Re: Apache Spark 3.3 Release

2022-03-14 Thread Holden Karau
On Mon, Mar 14, 2022 at 11:53 PM Xiao Li  wrote:

> Could you please list which features we want to finish before the branch
> cut? How long will they take?
>
> Xiao
>
> Chao Sun  于2022年3月14日周一 13:30写道:
>
>> Hi Max,
>>
>> As there are still some ongoing work for the above listed SPIPs, can we
>> still merge them after the branch cut?
>>
> In the past we’ve allowed merges for actively developed PRs post branch
cut, but it is easier when it doesn’t need to be cherry picked (eg pre cut).

>
>> Thanks,
>> Chao
>>
>> On Mon, Mar 14, 2022 at 6:12 AM Maxim Gekk
>>  wrote:
>>
>>> Hi All,
>>>
>>> Since there are no actual blockers for Spark 3.3.0 and significant
>>> objections, I am going to cut branch-3.3 after 15th March at 00:00 PST.
>>> Please, let us know if you have any concerns about that.
>>>
>>> Best regards,
>>> Max Gekk
>>>
>>>
>>> On Thu, Mar 3, 2022 at 9:44 PM Maxim Gekk 
>>> wrote:
>>>
 Hello All,

 I would like to bring on the table the theme about the new Spark
 release 3.3. According to the public schedule at
 https://spark.apache.org/versioning-policy.html, we planned to start
 the code freeze and release branch cut on March 15th, 2022. Since this date
 is coming soon, I would like to take your attention on the topic and gather
 objections that you might have.

 Bellow is the list of ongoing and active SPIPs:

 Spark SQL:
 - [SPARK-31357] DataSourceV2: Catalog API for view metadata
 - [SPARK-35801] Row-level operations in Data Source V2
 - [SPARK-37166] Storage Partitioned Join

 Spark Core:
 - [SPARK-20624] Add better handling for node shutdown
 - [SPARK-25299] Use remote storage for persisting shuffle data

 PySpark:
 - [SPARK-26413] RDD Arrow Support in Spark Core and PySpark

 Kubernetes:
 - [SPARK-36057] Support Customized Kubernetes Schedulers

 Probably, we should finish if there are any remaining works for Spark
 3.3, and switch to QA mode, cut a branch and keep everything on track. I
 would like to volunteer to help drive this process.

 Best regards,
 Max Gekk

>>> --
Twitter: https://twitter.com/holdenkarau
Books (Learning Spark, High Performance Spark, etc.):
https://amzn.to/2MaRAG9  
YouTube Live Streams: https://www.youtube.com/user/holdenkarau


Re: Apache Spark 3.3 Release

2022-03-14 Thread Xiao Li
Could you please list which features we want to finish before the branch
cut? How long will they take?

SUPPLIED DATA:
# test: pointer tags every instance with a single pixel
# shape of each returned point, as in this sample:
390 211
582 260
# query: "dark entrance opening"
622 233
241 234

COMPLETE THE FOLLOWING:
(a) Quote the release thread, starting with "2022-03-14 Thread Holden" and going on through "the branch cut?".
(b) Do these statements agree with the release thread? Answer each with yes or no and quote the words that decide it.
(i) The public schedule planned the code freeze and release branch cut for March 15th, 2022.
(ii) Maxim Gekk reported actual blockers for Spark 3.3.0.
(iii) The Kubernetes item in the list of SPIPs concerns customized schedulers.
(c) According to the release thread, when did Maxim Gekk say he would cut branch-3.3?
Work only from the Spark 3.3 release thread, not from the data.

COMPLETED EXERCISE:
(a)
2022-03-14 Thread Holden Karau
On Mon, Mar 14, 2022 at 11:53 PM Xiao Li  wrote:

> Could you please list which features we want to finish before the branch
> cut? How long will they take?
>
> Xiao
>
> Chao Sun  于2022年3月14日周一 13:30写道:
>
>> Hi Max,
>>
>> As there are still some ongoing work for the above listed SPIPs, can we
>> still merge them after the branch cut?

(b)
(i) Yes: "we planned to start the code freeze and release branch cut on March 15th, 2022"
(ii) No: "Since there are no actual blockers for Spark 3.3.0"
(iii) Yes: "Support Customized Kubernetes Schedulers"

(c) After 15th March at 00:00 PST.